> **Activity**
Check the data underneath for lines holding the word "positive", and state only how many you find.
▬▬▬▬▬▬
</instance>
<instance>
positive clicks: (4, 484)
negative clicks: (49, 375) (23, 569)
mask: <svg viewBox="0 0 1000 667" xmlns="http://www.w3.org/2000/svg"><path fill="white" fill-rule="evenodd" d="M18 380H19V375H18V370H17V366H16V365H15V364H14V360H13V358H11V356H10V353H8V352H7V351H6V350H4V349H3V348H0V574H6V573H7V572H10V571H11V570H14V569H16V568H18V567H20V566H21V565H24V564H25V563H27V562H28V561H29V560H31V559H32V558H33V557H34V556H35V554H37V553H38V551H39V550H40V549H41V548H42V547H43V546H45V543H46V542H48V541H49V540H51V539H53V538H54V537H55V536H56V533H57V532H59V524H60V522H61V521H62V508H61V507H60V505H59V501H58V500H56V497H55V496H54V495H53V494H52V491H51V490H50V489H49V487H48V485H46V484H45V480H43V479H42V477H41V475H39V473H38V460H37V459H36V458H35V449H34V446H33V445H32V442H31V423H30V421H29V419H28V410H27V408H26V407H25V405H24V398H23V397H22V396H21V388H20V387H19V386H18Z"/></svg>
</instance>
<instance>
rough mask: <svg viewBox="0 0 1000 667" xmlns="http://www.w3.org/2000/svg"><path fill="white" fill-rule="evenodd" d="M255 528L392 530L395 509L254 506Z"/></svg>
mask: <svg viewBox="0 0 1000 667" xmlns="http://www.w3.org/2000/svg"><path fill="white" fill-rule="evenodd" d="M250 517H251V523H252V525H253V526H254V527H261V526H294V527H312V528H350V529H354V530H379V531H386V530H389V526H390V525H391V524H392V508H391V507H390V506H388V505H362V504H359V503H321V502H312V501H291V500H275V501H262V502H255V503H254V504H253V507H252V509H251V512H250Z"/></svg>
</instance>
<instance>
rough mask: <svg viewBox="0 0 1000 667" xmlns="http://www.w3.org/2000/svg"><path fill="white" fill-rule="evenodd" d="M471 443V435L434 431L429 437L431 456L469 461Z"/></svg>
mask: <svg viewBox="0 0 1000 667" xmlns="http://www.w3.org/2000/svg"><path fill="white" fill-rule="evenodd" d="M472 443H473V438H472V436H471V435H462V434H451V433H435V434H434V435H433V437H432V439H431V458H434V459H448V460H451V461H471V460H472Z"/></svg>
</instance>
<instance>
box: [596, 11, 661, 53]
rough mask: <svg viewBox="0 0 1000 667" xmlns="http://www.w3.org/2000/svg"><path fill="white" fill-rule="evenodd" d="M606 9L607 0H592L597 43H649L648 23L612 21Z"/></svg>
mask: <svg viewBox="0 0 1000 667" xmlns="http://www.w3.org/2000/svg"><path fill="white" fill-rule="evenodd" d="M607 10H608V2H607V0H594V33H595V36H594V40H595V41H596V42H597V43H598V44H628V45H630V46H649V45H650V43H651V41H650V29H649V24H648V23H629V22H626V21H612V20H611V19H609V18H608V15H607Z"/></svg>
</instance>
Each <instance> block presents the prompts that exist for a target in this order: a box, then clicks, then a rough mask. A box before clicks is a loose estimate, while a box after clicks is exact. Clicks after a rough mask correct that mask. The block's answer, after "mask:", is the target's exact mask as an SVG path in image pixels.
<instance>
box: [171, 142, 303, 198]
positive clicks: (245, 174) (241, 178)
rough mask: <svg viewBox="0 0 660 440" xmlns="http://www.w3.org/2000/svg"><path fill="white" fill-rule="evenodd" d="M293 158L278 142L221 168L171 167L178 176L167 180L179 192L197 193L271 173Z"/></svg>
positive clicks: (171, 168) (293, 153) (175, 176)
▬▬▬▬▬▬
> **Answer for this exercise**
3